Reproduce every line of the listing below word for word, and leave the pictures out of your reply.

☆ ☆ ☆

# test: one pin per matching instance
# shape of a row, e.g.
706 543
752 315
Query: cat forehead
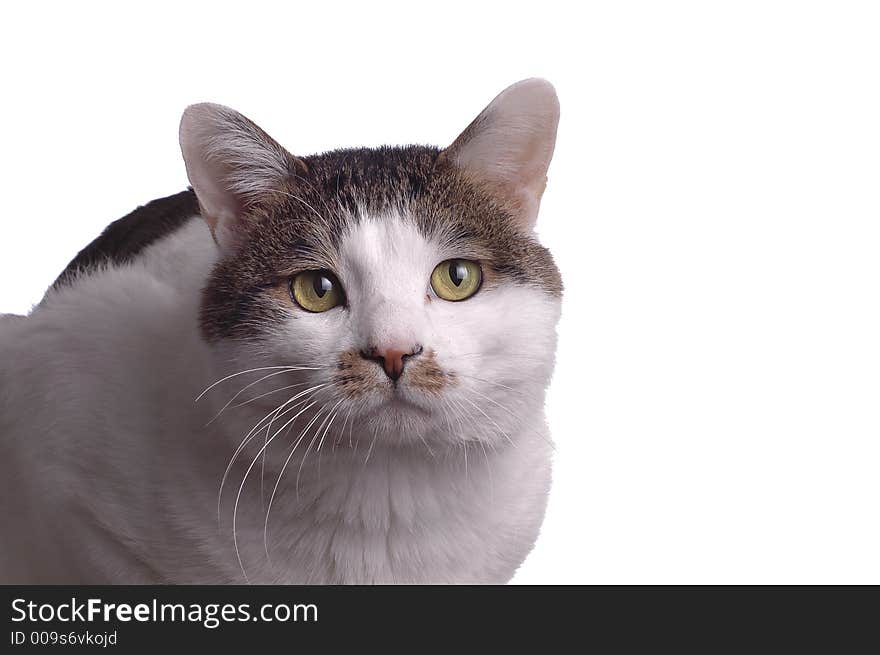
392 242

☆ ☆ ☆

• _Problem solution_:
# test: one pin per matching instance
# shape of a row, e.g.
706 543
752 315
Query: cat forehead
392 242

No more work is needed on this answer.